### Reading passage
=-=-=

Easily Parsed LIST Format (EPLF)

INTERNET-DRAFT   draft-bernstein-eplf-02.txt   (expires 1 August 1997)

   This document is an Internet-Draft. Internet-Drafts are working
   documents of the Internet Engineering Task Force (IETF), its areas,
   and its working groups. Note that other groups may also distribute
   working documents as Internet-Drafts.

   Internet-Drafts are draft documents valid for a maximum of six
   months and may be updated, replaced, or obsoleted by other documents
   at any time. It is inappropriate to use Internet-Drafts as reference
   material or to cite them other than as ``work in progress.''

   To learn the current status of any Internet-Draft, please check the
   ``1id-abstracts.txt'' listing contained in the Internet-Drafts
   Shadow Directories on ftp.is.co.za (Africa), nic.nordu.net (Europe),
   munnari.oz.au (Pacific Rim), ds.internic.net (US East Coast), or
   ftp.isi.edu (US West Coast).

Status of this memo

   This memo provides information for the Internet community. This memo
   does not specify an Internet standard of any kind. Distribution of
   this memo is unlimited.

Abstract

   The File Transfer Protocol (FTP) supports two commands that list
   files: NLST and LIST. The NLST response is easy to parse but provides
   very little information. The LIST response provides more information,
   but in a format that varies from system to system. The most common
   LIST formats are undocumented and impossible to parse reliably.

=-=-=

### Provided records
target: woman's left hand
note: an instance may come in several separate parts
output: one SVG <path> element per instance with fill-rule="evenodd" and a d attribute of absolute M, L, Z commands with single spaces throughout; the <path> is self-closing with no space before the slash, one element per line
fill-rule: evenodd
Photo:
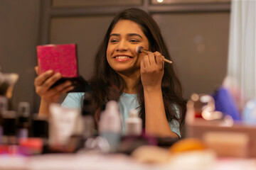
<path fill-rule="evenodd" d="M 144 90 L 161 89 L 164 62 L 159 52 L 144 55 L 141 62 L 141 79 Z"/>

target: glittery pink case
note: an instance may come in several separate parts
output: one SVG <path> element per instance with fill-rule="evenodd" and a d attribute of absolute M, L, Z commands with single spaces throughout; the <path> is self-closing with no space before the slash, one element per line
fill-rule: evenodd
<path fill-rule="evenodd" d="M 53 69 L 65 78 L 78 76 L 75 44 L 38 45 L 36 50 L 39 74 Z"/>

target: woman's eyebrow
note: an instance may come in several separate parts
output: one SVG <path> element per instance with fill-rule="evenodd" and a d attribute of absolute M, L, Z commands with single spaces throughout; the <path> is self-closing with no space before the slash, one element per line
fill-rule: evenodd
<path fill-rule="evenodd" d="M 138 37 L 140 37 L 141 38 L 142 38 L 142 35 L 140 35 L 139 34 L 137 34 L 137 33 L 127 33 L 127 35 L 128 36 L 138 36 Z M 110 37 L 111 36 L 120 36 L 120 34 L 118 34 L 118 33 L 112 33 L 112 34 L 110 34 Z"/>
<path fill-rule="evenodd" d="M 120 36 L 120 34 L 112 33 L 112 34 L 110 34 L 110 37 L 111 37 L 111 36 Z"/>
<path fill-rule="evenodd" d="M 137 34 L 137 33 L 128 33 L 127 34 L 128 36 L 138 36 L 138 37 L 140 37 L 141 38 L 142 38 L 142 37 L 139 35 L 139 34 Z"/>

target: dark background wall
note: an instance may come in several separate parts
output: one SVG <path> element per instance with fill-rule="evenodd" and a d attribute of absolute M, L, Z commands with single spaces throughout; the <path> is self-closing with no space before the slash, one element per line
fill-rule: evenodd
<path fill-rule="evenodd" d="M 13 103 L 28 101 L 35 110 L 33 79 L 38 38 L 39 0 L 0 0 L 0 66 L 18 73 Z"/>

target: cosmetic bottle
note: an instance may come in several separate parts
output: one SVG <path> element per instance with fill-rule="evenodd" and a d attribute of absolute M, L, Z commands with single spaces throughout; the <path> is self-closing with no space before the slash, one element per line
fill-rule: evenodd
<path fill-rule="evenodd" d="M 142 132 L 142 120 L 138 117 L 138 111 L 133 109 L 126 122 L 125 135 L 127 136 L 139 136 Z"/>
<path fill-rule="evenodd" d="M 7 110 L 8 99 L 6 97 L 0 95 L 0 144 L 2 141 L 3 135 L 3 112 Z"/>
<path fill-rule="evenodd" d="M 110 144 L 110 152 L 114 152 L 120 142 L 121 119 L 117 101 L 110 101 L 102 113 L 99 124 L 100 135 L 105 137 Z"/>
<path fill-rule="evenodd" d="M 13 110 L 3 112 L 3 137 L 4 144 L 17 144 L 16 127 L 17 113 Z"/>
<path fill-rule="evenodd" d="M 34 145 L 35 141 L 36 143 L 37 143 L 36 148 L 33 149 L 33 152 L 39 154 L 41 152 L 48 152 L 48 140 L 49 123 L 47 118 L 42 115 L 38 117 L 38 114 L 33 114 L 31 128 L 33 137 L 31 138 L 32 139 L 32 140 L 31 140 L 32 144 Z"/>
<path fill-rule="evenodd" d="M 94 135 L 95 122 L 92 116 L 92 96 L 89 93 L 85 93 L 83 107 L 82 110 L 82 138 L 86 140 Z"/>
<path fill-rule="evenodd" d="M 28 137 L 29 128 L 29 103 L 20 102 L 18 106 L 18 137 L 26 138 Z"/>

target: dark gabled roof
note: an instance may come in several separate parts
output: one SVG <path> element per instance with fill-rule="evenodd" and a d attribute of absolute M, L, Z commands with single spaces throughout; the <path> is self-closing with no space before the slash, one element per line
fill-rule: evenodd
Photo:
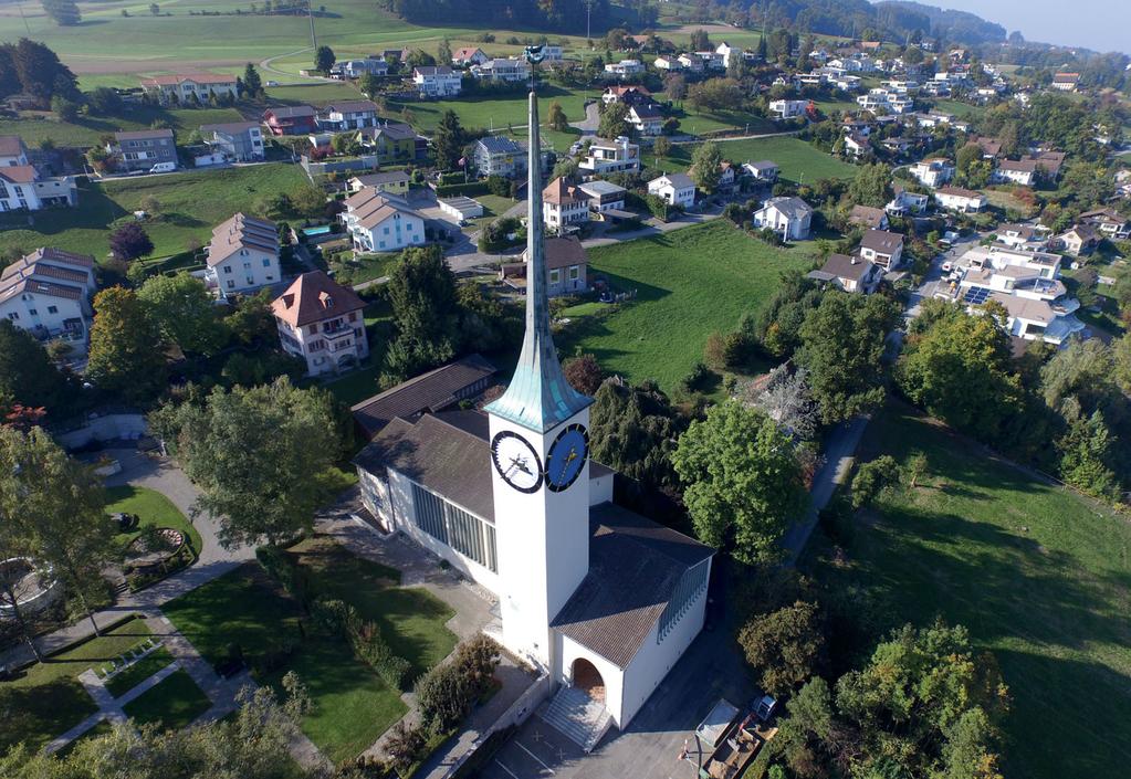
<path fill-rule="evenodd" d="M 715 551 L 612 503 L 589 509 L 589 572 L 551 625 L 625 668 L 680 578 Z"/>
<path fill-rule="evenodd" d="M 372 436 L 398 416 L 411 419 L 454 405 L 460 392 L 494 374 L 494 365 L 470 354 L 362 400 L 351 410 L 354 421 Z"/>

=-=-=

### Required tasks
a) Write out the passage of the EPLF draft from "To learn the" up to and including "memo is unlimited.".
b) For each statement, say yes or no depending on whether it agrees with the EPLF draft, and quote the words from it that decide. (i) Internet-Drafts are valid for a maximum of twelve months. (ii) The memo specifies an Internet standard. (iii) The NLST response is easy to parse.

### Results
a)
To learn the current status of any Internet-Draft, please check the
   ``1id-abstracts.txt'' listing contained in the Internet-Drafts
   Shadow Directories on ftp.is.co.za (Africa), nic.nordu.net (Europe),
   munnari.oz.au (Pacific Rim), ds.internic.net (US East Coast), or
   ftp.isi.edu (US West Coast).

Status of this memo

   This memo provides information for the Internet community. This memo
   does not specify an Internet standard of any kind. Distribution of
   this memo is unlimited.

b)
(i) No: "Internet-Drafts are draft documents valid for a maximum of six months"
(ii) No: "This memo does not specify an Internet standard of any kind."
(iii) Yes: "The NLST response is easy to parse but provides very little information."